Aufgaben =>
**a.** Beantworten Sie anhand des Textes über den Flughafen von Yangon diese Fragen:
(i) Zu welcher Uhrzeit spielt die Szene?
(ii) Womit wird die Größe der Check-in-Halle verglichen?
(iii) Was hängt hinter dem Stehpult?
**b.** Führen Sie den Text über den Flughafen von Yangon im selben Stil nach seinem letzten Satz weiter.

Im Bienenhaus

Yangon – Der Flughafen von Yangon, sechs Uhr morgens – im Bienenhaus. Summen, Brummen, Vibrieren, geschäftiges Treiben. Abflugstation in die vier Himmelsrichtungen Myanmars. Aus dem Taxi raus in den schon feuchtwarmen, dämmernden Tag. Die Koffer, kaum aus dem Wagen gehievt, verschwinden im Innern des Gebäudes, in die Obhut genommen von zwei Burmanen; wohin sie verschwinden vorerst ein Rätsel, aber man drückt den Trägern einen Kyat-Schein in die Hand. Die Check-in-Halle hat die Grösse einer Hotellobby, an einem der frei stehenden Pulte warten zwei Flughafenangestellte. Check-in-Schalter mit elektronischen Waagen und Laufbändern gibt es nicht. Welches Stehpult zu welcher Fluggesellschaft gehört, enthüllt sich dem Reisenden erst auf den zweiten Blick, der Eincheck-Prozess erweist sich als ebenso obskur. Das Bodenpersonal der Airline blättert in Papierstapeln, sucht die Namen, vergleicht die Pässe. Der Reisende zeigt die Streckenabschnitte, erhält eine mit einer Nummer bestempelte Einsteigekarte und einen farbigen Kleber mit dem Symbol auf die Brust. Was Nummer und Symbol bedeuten, bleibt im Dunkeln, ebenso wohin das Gepäck verschwindet; ob es am selben Ziel ankommt wie der Reisende – ungewiss. Hinter dem Stehpult hängt eine Tafel mit handgeschriebenen Flugnummern und Abflugzeiten.

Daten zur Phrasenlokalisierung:
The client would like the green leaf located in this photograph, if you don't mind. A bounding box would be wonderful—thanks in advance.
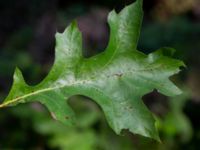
[0,0,184,140]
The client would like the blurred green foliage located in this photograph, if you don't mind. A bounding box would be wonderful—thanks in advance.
[0,0,200,150]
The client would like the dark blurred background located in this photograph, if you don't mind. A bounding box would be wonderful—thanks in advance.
[0,0,200,150]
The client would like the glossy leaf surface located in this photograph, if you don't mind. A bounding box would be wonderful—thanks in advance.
[0,0,184,140]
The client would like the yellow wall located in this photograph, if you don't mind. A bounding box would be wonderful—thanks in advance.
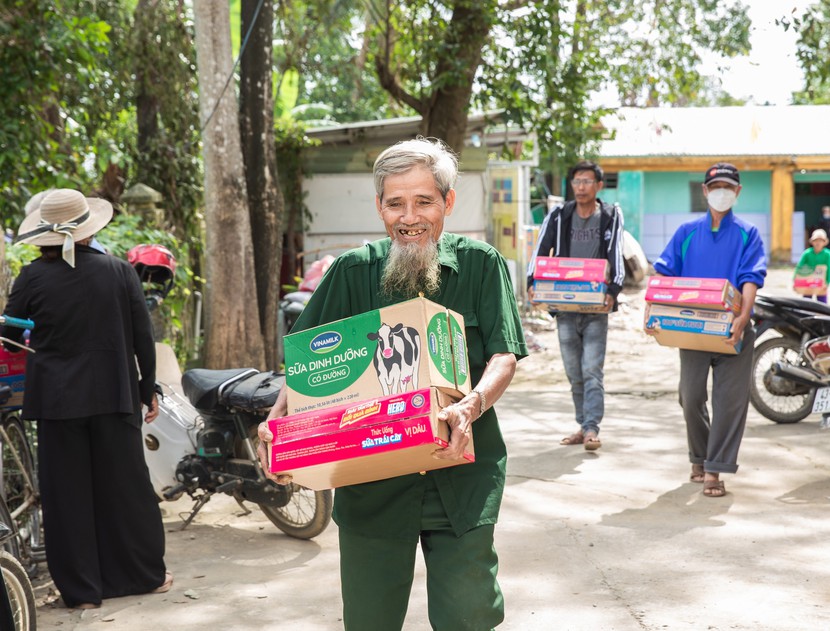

Lösungen =>
**a.**
(i) Um sechs Uhr morgens.
(ii) Mit einer Hotellobby.
(iii) Eine Tafel mit handgeschriebenen Flugnummern und Abflugzeiten.

**b.**
Der Sicherheitscheck: eine Röntgenmaschine aus dem letzten Jahrhundert. Eintritt in die Abflughalle, das Summen wird lauter, hunderte Wartende sitzen auf heruntergerittenen Stühlen, stehen in der Halle, trinken Kaffee, plaudern. Ohrenbetäubend laut krächzen die Lautsprecher Unverständliches, man entdeckt Kleber auf den Brustkörben anderer Reisender, manche entsprechen dem eigenen. Zwei Türen, vor denen sich nach einem Aufruf Schlagen bilden – die Gates. Ab und zu ein junger Birmane mit einem Schild, darauf eine Nummer – laut ruft er den Flug in den Raum; eine weitere Traube bildet sich vor dem einen Gate. Wenn sich diejenigen mit demselben Kleber wie der eigene erheben, weiss man, dass man einsteigen kann.
Ankunft in Heho, Inlesee, erneut ein Raum, kleiner noch als die Abflughalle. Dutzende Reisende, wartend. Plötzlich ein Wägelchen mit Koffern, sie werden abgeladen, in die Halle getragen und abgestellt. Manche Reisende stürzen nach draussen, suchen nach ihrem Gepäck, andere warten darauf, dass die Taschen in die Ankunftshalle getragen werden. Mirakulöserweise steht plötzlich das eigene Gepäck im Raum. Es ist angekommen, das System funktioniert.